#### [EXERCISE INPUT]
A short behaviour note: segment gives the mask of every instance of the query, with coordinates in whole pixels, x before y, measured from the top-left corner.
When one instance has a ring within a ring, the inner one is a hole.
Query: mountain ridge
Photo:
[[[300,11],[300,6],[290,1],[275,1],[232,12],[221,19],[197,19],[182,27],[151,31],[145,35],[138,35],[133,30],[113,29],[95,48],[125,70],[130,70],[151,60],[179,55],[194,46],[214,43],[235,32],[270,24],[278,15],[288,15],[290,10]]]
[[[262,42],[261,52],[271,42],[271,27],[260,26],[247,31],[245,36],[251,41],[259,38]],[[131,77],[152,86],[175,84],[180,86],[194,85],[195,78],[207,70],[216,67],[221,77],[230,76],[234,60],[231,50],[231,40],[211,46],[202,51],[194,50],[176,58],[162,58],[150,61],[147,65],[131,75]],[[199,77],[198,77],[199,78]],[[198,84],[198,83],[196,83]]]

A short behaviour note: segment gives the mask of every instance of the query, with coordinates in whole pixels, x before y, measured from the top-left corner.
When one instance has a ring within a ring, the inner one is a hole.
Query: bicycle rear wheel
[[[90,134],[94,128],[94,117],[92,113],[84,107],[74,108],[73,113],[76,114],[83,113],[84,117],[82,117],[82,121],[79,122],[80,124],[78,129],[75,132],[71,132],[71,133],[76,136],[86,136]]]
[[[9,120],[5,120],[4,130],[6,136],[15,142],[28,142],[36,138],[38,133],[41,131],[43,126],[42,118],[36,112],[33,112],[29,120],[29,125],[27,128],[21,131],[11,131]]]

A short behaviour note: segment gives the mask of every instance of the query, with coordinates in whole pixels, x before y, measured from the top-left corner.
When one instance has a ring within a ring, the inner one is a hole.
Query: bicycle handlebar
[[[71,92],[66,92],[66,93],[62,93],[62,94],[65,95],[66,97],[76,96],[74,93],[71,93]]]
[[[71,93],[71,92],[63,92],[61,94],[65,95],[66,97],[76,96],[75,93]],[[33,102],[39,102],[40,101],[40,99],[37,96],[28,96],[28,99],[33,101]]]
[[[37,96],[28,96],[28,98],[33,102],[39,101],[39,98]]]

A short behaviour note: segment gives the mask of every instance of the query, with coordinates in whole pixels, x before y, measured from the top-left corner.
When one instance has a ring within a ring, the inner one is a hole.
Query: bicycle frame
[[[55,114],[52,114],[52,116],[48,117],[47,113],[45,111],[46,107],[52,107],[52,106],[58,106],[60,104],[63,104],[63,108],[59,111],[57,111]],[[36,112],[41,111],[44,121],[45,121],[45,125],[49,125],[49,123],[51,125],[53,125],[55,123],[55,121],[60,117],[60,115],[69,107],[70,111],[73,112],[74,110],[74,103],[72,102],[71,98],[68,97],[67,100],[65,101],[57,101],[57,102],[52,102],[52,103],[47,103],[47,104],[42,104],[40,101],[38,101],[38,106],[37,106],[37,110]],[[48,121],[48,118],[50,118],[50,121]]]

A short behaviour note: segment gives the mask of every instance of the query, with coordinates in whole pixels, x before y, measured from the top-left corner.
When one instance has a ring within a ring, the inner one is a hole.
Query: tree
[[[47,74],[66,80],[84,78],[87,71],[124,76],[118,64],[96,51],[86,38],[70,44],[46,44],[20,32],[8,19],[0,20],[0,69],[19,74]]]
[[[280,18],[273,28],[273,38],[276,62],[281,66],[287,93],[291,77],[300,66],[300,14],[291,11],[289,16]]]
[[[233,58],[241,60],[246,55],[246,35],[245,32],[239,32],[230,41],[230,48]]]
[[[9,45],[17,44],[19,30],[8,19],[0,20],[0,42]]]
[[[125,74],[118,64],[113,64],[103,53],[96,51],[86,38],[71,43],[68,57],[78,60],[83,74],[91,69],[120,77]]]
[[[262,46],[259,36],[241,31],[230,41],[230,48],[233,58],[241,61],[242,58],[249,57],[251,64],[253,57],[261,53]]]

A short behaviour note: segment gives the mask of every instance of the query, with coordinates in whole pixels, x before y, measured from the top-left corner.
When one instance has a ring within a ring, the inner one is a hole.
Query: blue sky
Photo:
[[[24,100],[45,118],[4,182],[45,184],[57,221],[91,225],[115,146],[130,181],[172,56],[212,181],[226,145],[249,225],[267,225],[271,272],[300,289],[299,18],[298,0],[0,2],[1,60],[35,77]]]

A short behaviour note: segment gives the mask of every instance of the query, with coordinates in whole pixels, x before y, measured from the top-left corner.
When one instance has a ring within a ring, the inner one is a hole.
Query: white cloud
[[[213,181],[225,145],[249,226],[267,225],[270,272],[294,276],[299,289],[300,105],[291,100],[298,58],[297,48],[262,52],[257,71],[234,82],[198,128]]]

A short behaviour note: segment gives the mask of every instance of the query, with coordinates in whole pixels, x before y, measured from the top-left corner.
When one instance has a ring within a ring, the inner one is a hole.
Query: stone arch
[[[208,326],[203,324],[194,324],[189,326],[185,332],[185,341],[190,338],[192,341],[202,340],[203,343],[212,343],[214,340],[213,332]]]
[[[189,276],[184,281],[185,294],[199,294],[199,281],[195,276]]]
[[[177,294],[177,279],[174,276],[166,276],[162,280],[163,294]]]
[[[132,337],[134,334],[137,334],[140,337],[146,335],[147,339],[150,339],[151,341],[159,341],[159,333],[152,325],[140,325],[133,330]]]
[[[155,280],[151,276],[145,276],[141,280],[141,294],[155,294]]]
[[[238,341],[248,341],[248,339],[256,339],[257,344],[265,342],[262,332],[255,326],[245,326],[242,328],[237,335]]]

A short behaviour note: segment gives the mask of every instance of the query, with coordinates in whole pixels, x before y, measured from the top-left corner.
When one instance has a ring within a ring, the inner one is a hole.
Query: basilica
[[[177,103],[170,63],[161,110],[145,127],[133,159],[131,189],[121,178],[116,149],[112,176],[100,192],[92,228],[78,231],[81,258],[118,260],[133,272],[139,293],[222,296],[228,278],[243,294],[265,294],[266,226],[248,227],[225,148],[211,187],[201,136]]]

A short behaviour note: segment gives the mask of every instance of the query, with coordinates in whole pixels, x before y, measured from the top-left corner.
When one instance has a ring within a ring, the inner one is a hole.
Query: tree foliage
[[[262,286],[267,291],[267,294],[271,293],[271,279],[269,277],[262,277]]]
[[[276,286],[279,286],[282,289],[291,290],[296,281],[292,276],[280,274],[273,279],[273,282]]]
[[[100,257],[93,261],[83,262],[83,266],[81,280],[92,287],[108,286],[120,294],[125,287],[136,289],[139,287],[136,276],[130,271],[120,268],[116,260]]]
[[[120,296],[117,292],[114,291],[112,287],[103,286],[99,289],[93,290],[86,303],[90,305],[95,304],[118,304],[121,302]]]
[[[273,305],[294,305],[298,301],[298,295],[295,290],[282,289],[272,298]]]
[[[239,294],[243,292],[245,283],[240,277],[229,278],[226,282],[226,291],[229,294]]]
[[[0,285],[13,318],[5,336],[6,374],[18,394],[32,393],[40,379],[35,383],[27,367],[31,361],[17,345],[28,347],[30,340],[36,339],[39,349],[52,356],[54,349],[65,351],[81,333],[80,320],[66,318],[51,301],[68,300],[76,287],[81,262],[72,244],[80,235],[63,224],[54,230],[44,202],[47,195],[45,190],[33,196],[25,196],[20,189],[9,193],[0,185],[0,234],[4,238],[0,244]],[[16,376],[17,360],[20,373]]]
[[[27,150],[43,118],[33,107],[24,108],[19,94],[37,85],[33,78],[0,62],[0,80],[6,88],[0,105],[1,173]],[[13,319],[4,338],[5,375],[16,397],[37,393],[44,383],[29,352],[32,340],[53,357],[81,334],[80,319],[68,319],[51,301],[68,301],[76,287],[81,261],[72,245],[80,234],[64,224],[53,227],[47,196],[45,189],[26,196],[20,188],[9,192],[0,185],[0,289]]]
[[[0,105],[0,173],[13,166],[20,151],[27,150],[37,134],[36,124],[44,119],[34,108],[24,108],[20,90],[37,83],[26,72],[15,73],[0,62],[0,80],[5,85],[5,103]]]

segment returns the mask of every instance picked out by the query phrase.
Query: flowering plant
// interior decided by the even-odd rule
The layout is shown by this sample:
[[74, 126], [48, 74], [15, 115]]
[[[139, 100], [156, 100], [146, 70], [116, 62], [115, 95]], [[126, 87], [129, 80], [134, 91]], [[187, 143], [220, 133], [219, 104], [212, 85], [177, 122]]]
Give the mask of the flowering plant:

#### [WHAT TO PRODUCE]
Read the data above and pull out each line that holds the string "flowering".

#### [REPLY TO THE TASK]
Query: flowering plant
Give the mask of the flowering plant:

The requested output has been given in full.